## GOAL OF THE EXERCISE
What lines in the records below include the word "bench"? Return each one.

(Referring expression pointing data)
● ● ●
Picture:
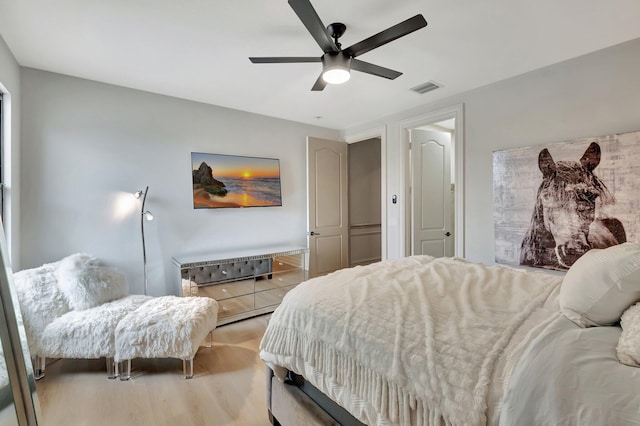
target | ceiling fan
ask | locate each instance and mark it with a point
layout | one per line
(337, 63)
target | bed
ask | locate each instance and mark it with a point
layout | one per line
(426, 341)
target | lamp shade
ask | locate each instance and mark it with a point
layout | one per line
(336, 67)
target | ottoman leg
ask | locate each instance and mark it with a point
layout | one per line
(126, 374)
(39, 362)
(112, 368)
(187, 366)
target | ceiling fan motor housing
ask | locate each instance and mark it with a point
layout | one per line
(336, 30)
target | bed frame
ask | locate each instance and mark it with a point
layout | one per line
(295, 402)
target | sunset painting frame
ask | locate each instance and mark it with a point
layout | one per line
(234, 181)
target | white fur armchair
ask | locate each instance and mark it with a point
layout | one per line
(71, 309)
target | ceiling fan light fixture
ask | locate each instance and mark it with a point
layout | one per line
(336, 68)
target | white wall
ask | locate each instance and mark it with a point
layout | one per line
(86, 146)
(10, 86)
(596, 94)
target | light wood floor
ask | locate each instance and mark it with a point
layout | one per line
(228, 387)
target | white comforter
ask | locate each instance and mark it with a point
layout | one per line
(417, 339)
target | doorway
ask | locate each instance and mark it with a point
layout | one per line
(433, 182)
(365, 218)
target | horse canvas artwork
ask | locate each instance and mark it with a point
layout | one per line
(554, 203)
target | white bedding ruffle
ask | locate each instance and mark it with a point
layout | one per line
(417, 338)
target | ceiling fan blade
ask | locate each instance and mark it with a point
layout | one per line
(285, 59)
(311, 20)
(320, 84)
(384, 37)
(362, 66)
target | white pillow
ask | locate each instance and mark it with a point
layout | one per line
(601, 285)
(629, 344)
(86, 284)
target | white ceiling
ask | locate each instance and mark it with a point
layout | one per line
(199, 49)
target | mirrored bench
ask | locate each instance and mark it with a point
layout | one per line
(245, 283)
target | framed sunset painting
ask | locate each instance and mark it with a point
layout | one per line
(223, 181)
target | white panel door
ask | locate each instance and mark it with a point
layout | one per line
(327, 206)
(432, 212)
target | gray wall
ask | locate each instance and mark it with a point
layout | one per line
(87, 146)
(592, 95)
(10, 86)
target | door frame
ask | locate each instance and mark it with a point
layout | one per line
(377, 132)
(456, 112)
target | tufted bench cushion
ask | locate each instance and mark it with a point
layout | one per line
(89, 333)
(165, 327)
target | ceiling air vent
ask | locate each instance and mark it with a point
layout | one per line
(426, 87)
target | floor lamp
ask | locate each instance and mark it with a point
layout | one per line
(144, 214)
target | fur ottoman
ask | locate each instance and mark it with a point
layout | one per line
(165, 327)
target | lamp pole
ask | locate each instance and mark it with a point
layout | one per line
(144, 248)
● ● ●
## ANSWER TO THE PROBLEM
target | mirrored bench
target | tufted bench cushion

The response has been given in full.